**Data section**
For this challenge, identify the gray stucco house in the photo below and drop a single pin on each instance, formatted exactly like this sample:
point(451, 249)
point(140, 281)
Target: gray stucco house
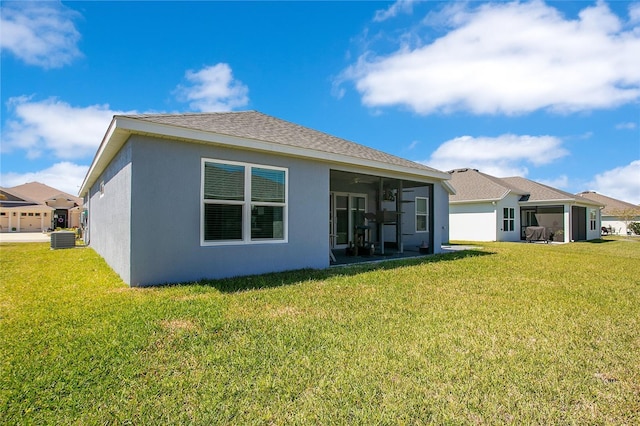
point(488, 208)
point(184, 197)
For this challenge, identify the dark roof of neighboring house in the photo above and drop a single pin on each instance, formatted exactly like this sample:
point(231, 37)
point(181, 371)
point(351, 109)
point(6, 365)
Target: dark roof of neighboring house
point(472, 185)
point(41, 193)
point(248, 130)
point(10, 198)
point(611, 205)
point(540, 192)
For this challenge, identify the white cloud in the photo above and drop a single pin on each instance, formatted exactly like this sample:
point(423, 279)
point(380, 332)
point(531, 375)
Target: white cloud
point(622, 183)
point(634, 13)
point(39, 33)
point(626, 126)
point(561, 182)
point(505, 155)
point(213, 89)
point(400, 6)
point(509, 58)
point(55, 128)
point(64, 176)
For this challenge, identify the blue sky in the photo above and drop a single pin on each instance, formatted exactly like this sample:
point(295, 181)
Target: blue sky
point(545, 90)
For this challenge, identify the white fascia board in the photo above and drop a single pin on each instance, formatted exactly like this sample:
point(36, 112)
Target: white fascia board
point(486, 200)
point(448, 187)
point(122, 127)
point(93, 172)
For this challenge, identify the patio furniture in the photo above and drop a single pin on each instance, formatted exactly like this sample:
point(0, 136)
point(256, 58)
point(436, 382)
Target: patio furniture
point(536, 233)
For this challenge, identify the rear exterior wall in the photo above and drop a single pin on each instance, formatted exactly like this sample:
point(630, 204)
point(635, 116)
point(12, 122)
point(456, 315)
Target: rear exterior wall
point(166, 223)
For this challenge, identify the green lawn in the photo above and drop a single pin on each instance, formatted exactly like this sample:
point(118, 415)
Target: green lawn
point(507, 333)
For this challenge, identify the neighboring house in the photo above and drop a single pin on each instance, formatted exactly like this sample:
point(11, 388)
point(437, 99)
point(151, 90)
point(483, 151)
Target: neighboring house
point(616, 214)
point(183, 197)
point(36, 207)
point(487, 208)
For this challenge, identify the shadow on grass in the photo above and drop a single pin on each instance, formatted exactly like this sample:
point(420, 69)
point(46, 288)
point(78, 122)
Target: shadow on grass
point(278, 279)
point(600, 241)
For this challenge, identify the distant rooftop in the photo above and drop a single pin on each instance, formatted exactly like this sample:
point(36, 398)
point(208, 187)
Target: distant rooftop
point(611, 205)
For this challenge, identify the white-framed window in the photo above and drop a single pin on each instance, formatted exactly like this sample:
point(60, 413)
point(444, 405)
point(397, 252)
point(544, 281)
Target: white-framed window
point(243, 203)
point(422, 214)
point(508, 219)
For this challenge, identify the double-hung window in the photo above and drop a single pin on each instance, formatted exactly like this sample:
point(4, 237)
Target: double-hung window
point(243, 203)
point(422, 214)
point(508, 219)
point(593, 216)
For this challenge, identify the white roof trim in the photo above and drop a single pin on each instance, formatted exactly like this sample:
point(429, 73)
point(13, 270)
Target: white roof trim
point(121, 128)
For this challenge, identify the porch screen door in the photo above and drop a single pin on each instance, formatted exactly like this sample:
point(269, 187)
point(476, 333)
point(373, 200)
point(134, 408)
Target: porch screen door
point(349, 211)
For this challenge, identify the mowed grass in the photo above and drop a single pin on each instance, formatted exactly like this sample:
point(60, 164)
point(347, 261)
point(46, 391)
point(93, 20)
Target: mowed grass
point(507, 333)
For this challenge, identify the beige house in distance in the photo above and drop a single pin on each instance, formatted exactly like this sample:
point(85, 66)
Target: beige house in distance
point(36, 207)
point(615, 212)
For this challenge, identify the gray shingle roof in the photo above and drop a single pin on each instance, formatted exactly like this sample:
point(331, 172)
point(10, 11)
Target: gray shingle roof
point(472, 185)
point(538, 191)
point(258, 126)
point(611, 205)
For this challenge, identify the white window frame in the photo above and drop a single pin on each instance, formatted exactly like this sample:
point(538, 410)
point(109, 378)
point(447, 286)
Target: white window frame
point(247, 203)
point(509, 219)
point(593, 219)
point(426, 215)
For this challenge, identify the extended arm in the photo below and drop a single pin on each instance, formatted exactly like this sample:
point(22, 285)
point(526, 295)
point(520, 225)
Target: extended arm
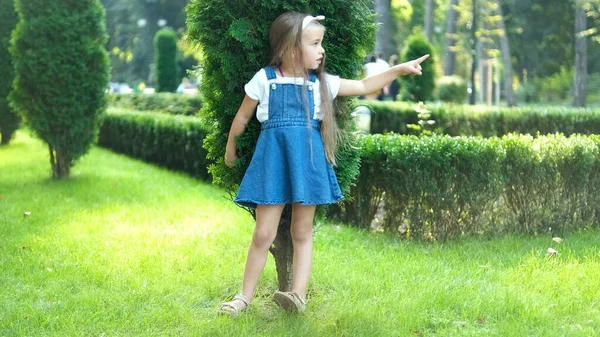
point(242, 117)
point(376, 82)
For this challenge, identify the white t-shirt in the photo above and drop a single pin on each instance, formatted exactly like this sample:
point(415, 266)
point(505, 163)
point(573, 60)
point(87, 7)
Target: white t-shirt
point(258, 89)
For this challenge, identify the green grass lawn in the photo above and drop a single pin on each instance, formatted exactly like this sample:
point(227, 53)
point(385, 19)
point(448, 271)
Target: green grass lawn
point(124, 248)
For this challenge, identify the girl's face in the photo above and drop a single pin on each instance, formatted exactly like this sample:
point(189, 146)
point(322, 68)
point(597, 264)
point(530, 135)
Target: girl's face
point(312, 50)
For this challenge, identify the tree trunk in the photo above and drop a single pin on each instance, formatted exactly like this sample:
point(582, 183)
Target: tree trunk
point(505, 51)
point(283, 251)
point(429, 20)
point(579, 92)
point(384, 42)
point(473, 53)
point(449, 55)
point(60, 163)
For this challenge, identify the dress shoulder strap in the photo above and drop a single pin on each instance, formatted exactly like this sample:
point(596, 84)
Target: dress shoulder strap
point(270, 73)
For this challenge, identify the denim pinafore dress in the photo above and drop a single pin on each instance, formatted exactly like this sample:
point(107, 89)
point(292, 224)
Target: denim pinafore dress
point(284, 169)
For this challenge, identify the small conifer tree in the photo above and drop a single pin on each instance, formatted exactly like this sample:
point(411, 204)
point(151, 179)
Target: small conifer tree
point(234, 40)
point(419, 88)
point(9, 120)
point(62, 73)
point(165, 60)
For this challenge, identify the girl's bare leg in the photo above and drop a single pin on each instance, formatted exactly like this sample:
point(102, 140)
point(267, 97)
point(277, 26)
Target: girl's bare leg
point(267, 221)
point(302, 225)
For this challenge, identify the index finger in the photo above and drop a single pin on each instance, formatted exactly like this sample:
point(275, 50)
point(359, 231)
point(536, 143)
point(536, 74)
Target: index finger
point(422, 58)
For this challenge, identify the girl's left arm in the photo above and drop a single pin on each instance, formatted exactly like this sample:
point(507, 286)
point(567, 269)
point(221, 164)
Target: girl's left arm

**Task details**
The task calls for all lines in the entries that hold "left".

**Written answer**
For this challenge, identify the girl's left arm in the photo above and drop a single pin on each instance, formatted exactly like this sample:
Target: girl's left arm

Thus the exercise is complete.